### What the exercise asks
Arrange the data below as a numbered list, from the line with "white shirt in this photo." up to and including the final line of the data, leaving out any blank lines.

### Data to use
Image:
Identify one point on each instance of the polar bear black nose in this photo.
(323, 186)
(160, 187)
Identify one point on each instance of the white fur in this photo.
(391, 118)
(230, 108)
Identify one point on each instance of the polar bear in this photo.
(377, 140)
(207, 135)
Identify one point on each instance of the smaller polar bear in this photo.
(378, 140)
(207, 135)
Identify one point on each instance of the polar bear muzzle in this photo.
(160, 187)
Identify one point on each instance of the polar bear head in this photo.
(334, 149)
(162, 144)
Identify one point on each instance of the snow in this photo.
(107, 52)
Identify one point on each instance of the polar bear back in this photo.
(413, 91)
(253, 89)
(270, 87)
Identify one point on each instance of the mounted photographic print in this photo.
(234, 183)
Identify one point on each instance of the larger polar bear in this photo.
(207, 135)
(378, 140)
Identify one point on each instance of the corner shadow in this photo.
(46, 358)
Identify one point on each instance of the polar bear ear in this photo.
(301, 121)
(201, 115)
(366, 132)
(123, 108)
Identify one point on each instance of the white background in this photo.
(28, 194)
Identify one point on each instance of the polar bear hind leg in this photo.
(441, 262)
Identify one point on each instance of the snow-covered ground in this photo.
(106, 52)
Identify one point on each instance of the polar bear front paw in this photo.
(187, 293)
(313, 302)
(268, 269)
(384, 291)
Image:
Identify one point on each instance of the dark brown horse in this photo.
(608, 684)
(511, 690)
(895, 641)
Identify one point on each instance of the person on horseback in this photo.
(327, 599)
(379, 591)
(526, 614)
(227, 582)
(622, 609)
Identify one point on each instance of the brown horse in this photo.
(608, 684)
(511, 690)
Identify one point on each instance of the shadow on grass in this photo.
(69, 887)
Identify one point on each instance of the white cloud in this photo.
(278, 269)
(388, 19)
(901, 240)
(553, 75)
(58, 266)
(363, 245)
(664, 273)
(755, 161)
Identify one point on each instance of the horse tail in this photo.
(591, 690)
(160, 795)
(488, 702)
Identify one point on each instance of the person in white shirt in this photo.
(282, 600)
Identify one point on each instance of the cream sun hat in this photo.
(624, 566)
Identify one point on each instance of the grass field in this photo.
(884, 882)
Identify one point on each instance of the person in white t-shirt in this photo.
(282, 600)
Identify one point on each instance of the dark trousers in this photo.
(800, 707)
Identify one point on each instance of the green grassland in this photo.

### Solved problem
1. Identify one point on each instance of the person in white shirt in this photo.
2. (282, 600)
3. Identify one point on each instance of the cream sun hat in this photo.
4. (624, 566)
5. Identify one point on each instance of the grass field in this photo.
6. (884, 882)
7. Identify one point on each instance of the person in white t-shirt in this photo.
8. (282, 600)
9. Identify one point on each instance of the dark trousers in this photo.
10. (800, 707)
11. Identify one point on each instance of the green grassland in this photo.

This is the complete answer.